BEGIN Supplied data

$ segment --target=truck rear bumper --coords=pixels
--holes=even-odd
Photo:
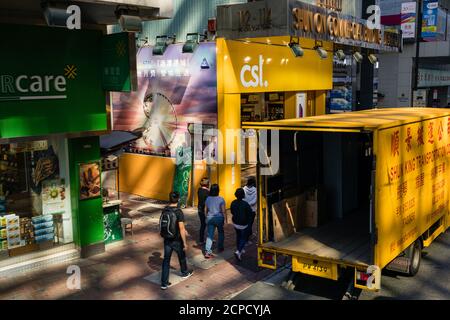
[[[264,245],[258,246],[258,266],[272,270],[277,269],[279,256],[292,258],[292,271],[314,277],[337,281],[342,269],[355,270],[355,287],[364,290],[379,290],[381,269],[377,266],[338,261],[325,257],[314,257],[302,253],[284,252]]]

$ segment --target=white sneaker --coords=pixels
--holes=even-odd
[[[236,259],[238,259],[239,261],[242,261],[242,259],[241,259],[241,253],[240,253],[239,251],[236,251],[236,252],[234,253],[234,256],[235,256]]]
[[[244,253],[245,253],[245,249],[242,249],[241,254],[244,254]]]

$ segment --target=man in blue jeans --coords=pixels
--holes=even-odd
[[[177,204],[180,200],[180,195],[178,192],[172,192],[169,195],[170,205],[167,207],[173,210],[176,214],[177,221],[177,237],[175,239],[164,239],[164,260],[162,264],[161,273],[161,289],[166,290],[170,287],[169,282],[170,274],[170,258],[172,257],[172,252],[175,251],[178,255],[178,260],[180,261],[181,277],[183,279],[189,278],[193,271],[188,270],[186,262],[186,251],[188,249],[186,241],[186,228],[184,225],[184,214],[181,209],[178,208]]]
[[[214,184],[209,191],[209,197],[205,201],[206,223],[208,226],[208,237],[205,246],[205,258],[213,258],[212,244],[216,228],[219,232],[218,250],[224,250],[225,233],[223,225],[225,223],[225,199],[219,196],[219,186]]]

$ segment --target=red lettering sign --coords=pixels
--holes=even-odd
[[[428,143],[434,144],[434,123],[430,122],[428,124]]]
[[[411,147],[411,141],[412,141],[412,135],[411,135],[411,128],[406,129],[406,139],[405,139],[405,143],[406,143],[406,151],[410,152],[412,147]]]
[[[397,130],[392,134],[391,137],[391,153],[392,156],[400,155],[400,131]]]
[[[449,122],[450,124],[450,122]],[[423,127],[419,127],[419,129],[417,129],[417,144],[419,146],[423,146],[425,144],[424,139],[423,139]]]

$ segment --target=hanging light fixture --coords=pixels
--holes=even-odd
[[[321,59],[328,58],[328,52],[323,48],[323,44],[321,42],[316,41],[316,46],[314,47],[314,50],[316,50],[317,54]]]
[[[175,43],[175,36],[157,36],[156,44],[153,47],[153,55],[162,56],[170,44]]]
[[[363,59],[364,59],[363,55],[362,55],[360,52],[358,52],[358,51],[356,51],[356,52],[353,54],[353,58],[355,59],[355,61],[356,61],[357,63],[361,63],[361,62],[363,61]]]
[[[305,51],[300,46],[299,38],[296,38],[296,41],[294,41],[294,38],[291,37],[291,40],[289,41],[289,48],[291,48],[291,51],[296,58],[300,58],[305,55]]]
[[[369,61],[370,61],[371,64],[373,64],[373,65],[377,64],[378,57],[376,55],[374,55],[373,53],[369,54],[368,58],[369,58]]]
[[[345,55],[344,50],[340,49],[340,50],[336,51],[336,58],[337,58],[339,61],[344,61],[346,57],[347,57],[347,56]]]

END Supplied data

> _Problem to solve_: Please report every line of the records above that contains the word "segment".

> _Written answer_:
$ segment --target=truck rear bumper --coords=pixels
$ segment --target=white sneaker --coords=pixels
$ segment --target=man in blue jeans --coords=pixels
$ segment --target=red lettering sign --coords=pixels
$ segment --target=hanging light fixture --coords=pixels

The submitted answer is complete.